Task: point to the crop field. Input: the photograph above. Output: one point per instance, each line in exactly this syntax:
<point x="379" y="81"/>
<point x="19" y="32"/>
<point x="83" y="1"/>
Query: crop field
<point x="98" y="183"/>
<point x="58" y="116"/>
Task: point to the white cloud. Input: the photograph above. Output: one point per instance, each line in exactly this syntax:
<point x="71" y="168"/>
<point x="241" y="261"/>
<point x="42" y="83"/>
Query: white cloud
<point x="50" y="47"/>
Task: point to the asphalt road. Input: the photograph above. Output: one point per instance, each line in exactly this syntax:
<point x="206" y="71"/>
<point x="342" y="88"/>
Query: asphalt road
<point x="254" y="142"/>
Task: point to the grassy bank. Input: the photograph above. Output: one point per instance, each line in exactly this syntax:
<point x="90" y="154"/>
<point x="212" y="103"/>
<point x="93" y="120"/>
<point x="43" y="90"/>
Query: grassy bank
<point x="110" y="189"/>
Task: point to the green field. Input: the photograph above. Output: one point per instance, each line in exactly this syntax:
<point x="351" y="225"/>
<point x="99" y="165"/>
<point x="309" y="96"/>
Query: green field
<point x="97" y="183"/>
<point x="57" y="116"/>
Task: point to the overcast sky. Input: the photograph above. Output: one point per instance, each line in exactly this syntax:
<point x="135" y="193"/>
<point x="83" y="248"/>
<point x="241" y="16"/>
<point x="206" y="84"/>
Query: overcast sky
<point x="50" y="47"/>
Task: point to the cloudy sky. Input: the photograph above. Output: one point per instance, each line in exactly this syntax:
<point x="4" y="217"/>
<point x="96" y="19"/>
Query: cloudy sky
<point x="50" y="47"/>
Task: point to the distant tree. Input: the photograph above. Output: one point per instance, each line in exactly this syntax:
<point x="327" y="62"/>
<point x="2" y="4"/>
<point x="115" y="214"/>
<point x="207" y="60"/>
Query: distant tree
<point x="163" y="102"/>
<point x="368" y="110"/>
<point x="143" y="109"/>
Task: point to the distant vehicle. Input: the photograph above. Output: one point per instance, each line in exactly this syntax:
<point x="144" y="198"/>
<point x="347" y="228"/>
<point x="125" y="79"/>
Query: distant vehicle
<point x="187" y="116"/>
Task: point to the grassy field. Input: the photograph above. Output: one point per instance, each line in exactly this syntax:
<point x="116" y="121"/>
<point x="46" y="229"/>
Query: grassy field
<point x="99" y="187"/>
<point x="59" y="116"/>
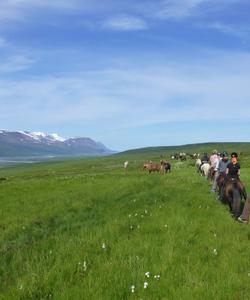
○ ○ ○
WHAT YOU WILL DO: Copy the records above exactly. Do not carry any picture into the copy.

RESPONSE TO THE EXERCISE:
Task: point to the crop field. Input: the photograph above. Output: one point per instance, each line in exactly this syntax:
<point x="379" y="81"/>
<point x="19" y="32"/>
<point x="83" y="1"/>
Query: crop field
<point x="98" y="183"/>
<point x="58" y="116"/>
Task: point to the white cloud. Input: the photograph above. Output: one point per instance, each line in exactly this syntax:
<point x="71" y="168"/>
<point x="241" y="261"/>
<point x="42" y="83"/>
Query: white cloud
<point x="50" y="47"/>
Task: point to the asphalt road. Input: the photograph above. Output: one point per instance, each line in exactly this syntax:
<point x="206" y="71"/>
<point x="342" y="88"/>
Query: asphalt road
<point x="254" y="142"/>
Task: point to the grassy bank. Input: the photograph above. Output: one point per instance, each line in exactly this syntax:
<point x="90" y="154"/>
<point x="212" y="103"/>
<point x="93" y="120"/>
<point x="43" y="90"/>
Query: grassy bank
<point x="110" y="189"/>
Task: point to the green field. Input: the photograph above. Output: one point per instance, each line in exactly this syntax:
<point x="351" y="225"/>
<point x="99" y="165"/>
<point x="309" y="96"/>
Query: green field
<point x="97" y="183"/>
<point x="57" y="116"/>
Task: point to the overcast sky. Input: the photograph above. Output: one point per instance, each line in exactly this syntax:
<point x="135" y="193"/>
<point x="83" y="248"/>
<point x="241" y="16"/>
<point x="206" y="84"/>
Query: overcast sky
<point x="50" y="47"/>
Task: point to the cloudy sky. Input: the photograph above. Output: one point per instance, each line in exactly this syntax:
<point x="4" y="217"/>
<point x="96" y="19"/>
Query: cloudy sky
<point x="50" y="47"/>
Task: point to the distant tree. Input: the photograph above. Output: one point per instance, each line in exactly this syntax:
<point x="327" y="62"/>
<point x="2" y="4"/>
<point x="115" y="214"/>
<point x="207" y="60"/>
Query: distant tree
<point x="163" y="102"/>
<point x="368" y="110"/>
<point x="143" y="109"/>
Task: point to the distant vehicle. Input: the photograph above. Output: one point per instance, each line in exactly this syntax:
<point x="144" y="198"/>
<point x="347" y="228"/>
<point x="125" y="79"/>
Query: distant vehicle
<point x="187" y="116"/>
Task: point to the grassy field. Input: the photograph above. Output: one point per instance, each line in exactly this syntax:
<point x="116" y="121"/>
<point x="46" y="229"/>
Query: grassy field
<point x="99" y="187"/>
<point x="59" y="116"/>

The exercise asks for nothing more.